== The request ==
Copy the lines below exactly, from the line containing "instance, sample <point>533,229</point>." through the line containing "<point>592,283</point>", both included, and nothing else.
** begin **
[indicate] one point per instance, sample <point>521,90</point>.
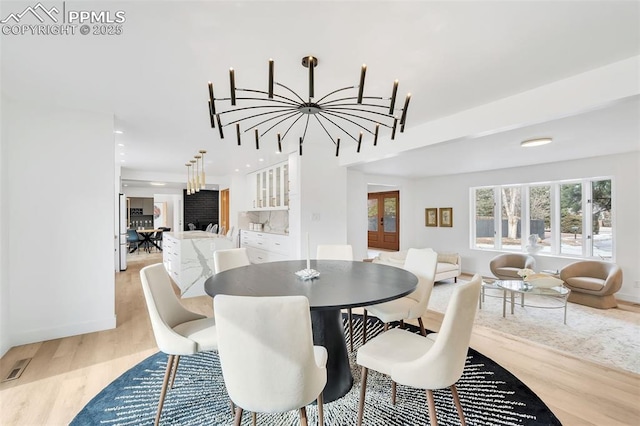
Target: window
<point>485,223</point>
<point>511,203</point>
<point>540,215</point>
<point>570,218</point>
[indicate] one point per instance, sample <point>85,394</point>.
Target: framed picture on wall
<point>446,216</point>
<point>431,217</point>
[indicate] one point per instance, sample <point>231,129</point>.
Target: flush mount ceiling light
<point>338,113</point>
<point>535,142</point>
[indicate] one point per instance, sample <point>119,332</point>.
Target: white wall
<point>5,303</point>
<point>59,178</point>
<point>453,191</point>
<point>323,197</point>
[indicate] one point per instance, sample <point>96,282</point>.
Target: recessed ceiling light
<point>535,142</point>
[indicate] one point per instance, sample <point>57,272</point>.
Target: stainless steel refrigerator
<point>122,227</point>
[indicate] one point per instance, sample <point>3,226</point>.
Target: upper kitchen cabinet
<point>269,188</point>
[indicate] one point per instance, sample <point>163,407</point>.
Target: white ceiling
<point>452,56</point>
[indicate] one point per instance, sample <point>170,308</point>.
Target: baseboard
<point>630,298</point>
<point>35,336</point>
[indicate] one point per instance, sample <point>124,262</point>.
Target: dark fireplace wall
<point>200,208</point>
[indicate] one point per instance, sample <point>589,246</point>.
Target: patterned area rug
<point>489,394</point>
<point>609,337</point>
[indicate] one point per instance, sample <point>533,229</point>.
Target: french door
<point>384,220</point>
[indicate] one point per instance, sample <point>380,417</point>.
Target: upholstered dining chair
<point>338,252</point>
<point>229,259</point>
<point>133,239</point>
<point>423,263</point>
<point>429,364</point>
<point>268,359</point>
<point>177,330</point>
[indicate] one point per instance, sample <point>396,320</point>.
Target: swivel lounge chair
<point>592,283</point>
** end **
** begin **
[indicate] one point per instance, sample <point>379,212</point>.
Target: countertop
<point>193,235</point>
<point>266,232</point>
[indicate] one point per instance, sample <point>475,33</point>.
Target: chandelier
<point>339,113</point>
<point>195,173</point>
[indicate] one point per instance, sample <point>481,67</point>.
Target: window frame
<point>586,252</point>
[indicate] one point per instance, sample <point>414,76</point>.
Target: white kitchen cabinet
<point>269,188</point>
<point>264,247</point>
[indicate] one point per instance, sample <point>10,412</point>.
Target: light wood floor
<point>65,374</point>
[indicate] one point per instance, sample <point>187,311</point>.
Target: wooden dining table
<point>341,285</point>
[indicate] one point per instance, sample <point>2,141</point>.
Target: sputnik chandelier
** end **
== Result of the task ==
[indicate] one point per instance, sample <point>533,229</point>.
Target: french door
<point>384,220</point>
[indicate] one point per instance, sample <point>380,417</point>.
Target: upholstered dining chair
<point>338,252</point>
<point>229,259</point>
<point>133,239</point>
<point>423,263</point>
<point>429,364</point>
<point>268,359</point>
<point>177,330</point>
[indicate] one point per instance, sample <point>396,320</point>.
Target: swivel lounge chair
<point>592,283</point>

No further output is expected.